The request:
Rewrite all lines of the data below, keeping the first line unchanged. Multiply each coordinate in the boxes that follow it by 0.2, and round to whole numbers with halves rounded up.

Data shown:
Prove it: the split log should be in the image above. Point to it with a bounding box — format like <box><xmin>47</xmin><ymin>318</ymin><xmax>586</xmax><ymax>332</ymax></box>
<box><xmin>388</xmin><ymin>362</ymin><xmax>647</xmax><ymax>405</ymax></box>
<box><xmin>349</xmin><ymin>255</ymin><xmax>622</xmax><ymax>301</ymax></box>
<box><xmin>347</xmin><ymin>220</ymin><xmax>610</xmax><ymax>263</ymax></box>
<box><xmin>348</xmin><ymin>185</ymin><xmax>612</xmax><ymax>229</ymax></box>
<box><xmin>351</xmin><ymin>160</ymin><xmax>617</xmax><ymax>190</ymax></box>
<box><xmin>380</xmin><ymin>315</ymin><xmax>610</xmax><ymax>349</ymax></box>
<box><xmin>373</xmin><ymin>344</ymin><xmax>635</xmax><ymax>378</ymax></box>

Answer for this exercise:
Prove it: the split log should be in the image above. Point to it with a bounding box — format like <box><xmin>47</xmin><ymin>318</ymin><xmax>586</xmax><ymax>332</ymax></box>
<box><xmin>78</xmin><ymin>72</ymin><xmax>129</xmax><ymax>81</ymax></box>
<box><xmin>70</xmin><ymin>51</ymin><xmax>124</xmax><ymax>60</ymax></box>
<box><xmin>69</xmin><ymin>44</ymin><xmax>122</xmax><ymax>53</ymax></box>
<box><xmin>70</xmin><ymin>37</ymin><xmax>122</xmax><ymax>46</ymax></box>
<box><xmin>70</xmin><ymin>32</ymin><xmax>123</xmax><ymax>38</ymax></box>
<box><xmin>76</xmin><ymin>63</ymin><xmax>122</xmax><ymax>70</ymax></box>
<box><xmin>75</xmin><ymin>69</ymin><xmax>127</xmax><ymax>76</ymax></box>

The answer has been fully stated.